文書の抜粋:
━━━━
2015-07-11 21:49:04 | 防衛・安全保障
■師団と方面隊
広域師団と方面隊とのに任務区分ですが、方面隊は基本的に統合任務部隊指揮と防衛基盤及び戦闘基盤の維持に重点を置くこととなります。

もちろん、戦闘支援部隊にあって、移動可能な部隊や後方支援部隊の戦闘支援部隊等は有事の際、統合任務部隊を編成し、起動する場合は想定されるのですが、この場合は統合任務部隊が事態当該地域管区方面総監を統合任務部隊司令官として任務に当たる事となり、この指揮下に就くという事になるでしょう。

師団と方面隊は、師団が戦闘部隊の最大単位として、航空機動と装甲機動という二つの旅団を駆使し広い正面戦闘を担うのに対し、方面隊は師団の側面への脅威へ複数の師団を指揮する全般戦闘、更に師団が戦闘を継続できるよう、補給路を維持し後方を警戒、車両重整備や負傷者後送に燃料弾薬などの供給と戦闘支援を最大限担う基盤を構築します。

総監部、全般防空、戦域情報管理、警務全般、補給処、全般輸送、建設施設、予備役訓練、共通教育、陸曹教育、駐屯地業務、基地通信、これらは第一線部隊の機動運用には適合するものでは無く、また廠舎を必要とするものが多い為、機動運用する場合にはそもそも移動できません。
━━━━
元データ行
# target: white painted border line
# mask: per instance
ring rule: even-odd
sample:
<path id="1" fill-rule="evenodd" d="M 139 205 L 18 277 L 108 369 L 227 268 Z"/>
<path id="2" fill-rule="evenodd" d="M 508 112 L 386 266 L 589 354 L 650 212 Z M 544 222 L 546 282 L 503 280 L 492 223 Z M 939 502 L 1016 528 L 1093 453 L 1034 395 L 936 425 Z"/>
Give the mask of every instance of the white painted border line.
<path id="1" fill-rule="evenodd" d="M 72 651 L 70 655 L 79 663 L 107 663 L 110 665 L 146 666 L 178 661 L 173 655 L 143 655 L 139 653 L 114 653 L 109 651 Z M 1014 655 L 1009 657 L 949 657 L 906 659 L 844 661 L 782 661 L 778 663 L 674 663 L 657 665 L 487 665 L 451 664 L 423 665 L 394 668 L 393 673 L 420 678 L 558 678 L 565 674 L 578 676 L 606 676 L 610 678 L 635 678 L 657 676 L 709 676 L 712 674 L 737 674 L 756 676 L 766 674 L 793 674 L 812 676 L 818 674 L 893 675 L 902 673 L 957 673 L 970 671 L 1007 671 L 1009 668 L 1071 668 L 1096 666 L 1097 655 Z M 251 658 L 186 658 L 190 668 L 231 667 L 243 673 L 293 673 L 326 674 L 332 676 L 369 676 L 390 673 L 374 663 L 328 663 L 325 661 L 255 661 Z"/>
━━━━
作業項目:
[1] 師団と方面隊の文章によると、師団が駆使する二つの旅団は何ですか。
[2] 師団と方面隊の文章のうち、「師団と方面隊は、師団が戦闘部」から「にはそもそも移動できません。」までの部分を一字も変えずに書き写してください。

タスク別出力:
[1] 航空機動の旅団と装甲機動の旅団です。

[2]
師団と方面隊は、師団が戦闘部隊の最大単位として、航空機動と装甲機動という二つの旅団を駆使し広い正面戦闘を担うのに対し、方面隊は師団の側面への脅威へ複数の師団を指揮する全般戦闘、更に師団が戦闘を継続できるよう、補給路を維持し後方を警戒、車両重整備や負傷者後送に燃料弾薬などの供給と戦闘支援を最大限担う基盤を構築します。

総監部、全般防空、戦域情報管理、警務全般、補給処、全般輸送、建設施設、予備役訓練、共通教育、陸曹教育、駐屯地業務、基地通信、これらは第一線部隊の機動運用には適合するものでは無く、また廠舎を必要とするものが多い為、機動運用する場合にはそもそも移動できません。